SUPPLIED MATERIAL —
◇ ◇ ◇ ◇ ◇

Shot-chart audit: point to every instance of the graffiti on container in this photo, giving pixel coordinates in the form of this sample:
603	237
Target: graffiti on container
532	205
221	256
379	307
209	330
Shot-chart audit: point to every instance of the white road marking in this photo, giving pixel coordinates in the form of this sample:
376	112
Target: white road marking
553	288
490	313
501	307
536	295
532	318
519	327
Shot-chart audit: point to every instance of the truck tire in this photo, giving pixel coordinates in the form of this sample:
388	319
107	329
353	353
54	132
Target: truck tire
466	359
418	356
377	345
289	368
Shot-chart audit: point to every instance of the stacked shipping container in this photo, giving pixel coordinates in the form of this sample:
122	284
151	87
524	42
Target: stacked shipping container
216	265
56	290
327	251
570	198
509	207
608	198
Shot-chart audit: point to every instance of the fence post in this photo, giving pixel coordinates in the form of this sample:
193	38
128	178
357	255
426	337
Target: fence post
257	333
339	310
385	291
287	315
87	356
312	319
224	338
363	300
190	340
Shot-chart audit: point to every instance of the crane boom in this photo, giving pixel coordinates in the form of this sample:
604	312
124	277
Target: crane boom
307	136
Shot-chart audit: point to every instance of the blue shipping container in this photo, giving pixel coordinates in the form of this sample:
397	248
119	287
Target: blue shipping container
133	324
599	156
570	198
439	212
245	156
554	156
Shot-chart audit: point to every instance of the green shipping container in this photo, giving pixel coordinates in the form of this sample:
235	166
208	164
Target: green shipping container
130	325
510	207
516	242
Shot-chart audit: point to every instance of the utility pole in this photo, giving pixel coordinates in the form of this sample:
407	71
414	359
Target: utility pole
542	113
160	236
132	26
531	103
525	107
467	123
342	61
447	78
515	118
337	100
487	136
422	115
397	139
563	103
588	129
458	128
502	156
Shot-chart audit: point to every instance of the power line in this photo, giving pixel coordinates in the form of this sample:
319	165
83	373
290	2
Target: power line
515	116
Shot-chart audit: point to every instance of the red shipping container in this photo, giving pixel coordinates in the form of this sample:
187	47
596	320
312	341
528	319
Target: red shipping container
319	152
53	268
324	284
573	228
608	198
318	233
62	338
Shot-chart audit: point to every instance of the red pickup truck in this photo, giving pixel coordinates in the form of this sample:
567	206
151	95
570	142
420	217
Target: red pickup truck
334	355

◇ ◇ ◇ ◇ ◇

Reproduce every one of the records above, line for line, with no changes.

Shot-chart audit: point to every instance of the graffiti on container in this photo, giving pixel coordinates in the form of this sample:
603	237
Target: graffiti on container
532	205
221	256
379	307
209	330
Shot-chart audit: point to every instance of the white road marking in this photo, giving pixel coordinates in the form of this sample:
376	112
Target: white road marking
553	288
490	313
501	307
536	295
532	318
519	327
Shot-chart audit: point to every instance of the truck tire in this photo, giving pixel coordinates in the form of this sample:
388	319
107	329
353	353
54	132
Target: truck tire
466	359
418	356
377	345
289	368
Shot-chart audit: point to every instance of the stacked shipping container in this photo, giving pixel coordinates in the form of this sample:
122	284
151	87
524	42
Target: stacked shipping container
216	265
56	290
327	251
570	198
509	207
608	198
Shot-chart audit: point to every instance of the fence post in this photo, giving pixel coordinates in the form of this sample:
193	38
128	178
357	255
426	337
Target: fence post
257	333
339	310
385	291
287	315
87	356
312	319
224	338
363	300
190	340
Shot-chart audit: point to every instance of the crane boom in this photo, giving pixel coordinates in the form of this sample:
604	312
124	277
Target: crane boom
307	136
Shot-chart audit: point to every instance of the blue shipping container in this photo, giving pixel coordinates in the form of this sample:
397	248
119	287
Target: blue shipping container
133	324
599	156
570	198
439	212
245	156
554	156
Shot-chart audit: point to every instance of the green shipping container in this photo, giving pixel coordinates in the form of this sample:
235	166
208	164
Target: green shipping container
130	325
510	207
516	242
Shot-chart audit: point to every instance of the utility pole in this photo, giving pixel coordinates in the form of this sample:
407	71
414	359
Target: utility pole
542	113
160	236
132	26
531	103
525	107
467	123
342	61
447	78
515	118
337	100
487	136
422	115
397	139
563	103
588	129
458	128
502	156
Shot-chart audit: point to every instance of the power line in this photo, giving pixel coordinates in the form of this sample:
319	165
83	373
290	2
Target: power line
515	116
Shot-chart audit: point to every instance of the red shipping container in this photo, giving pixel coordinates in the form of this sample:
187	47
596	320
312	341
528	319
Target: red shipping container
319	152
53	268
324	284
573	228
608	198
318	233
62	338
Shot-chart audit: point to every instance of the red pickup truck in this photo, giving pixel coordinates in the form of this sample:
567	206
151	95
570	142
420	217
Target: red pickup truck
334	355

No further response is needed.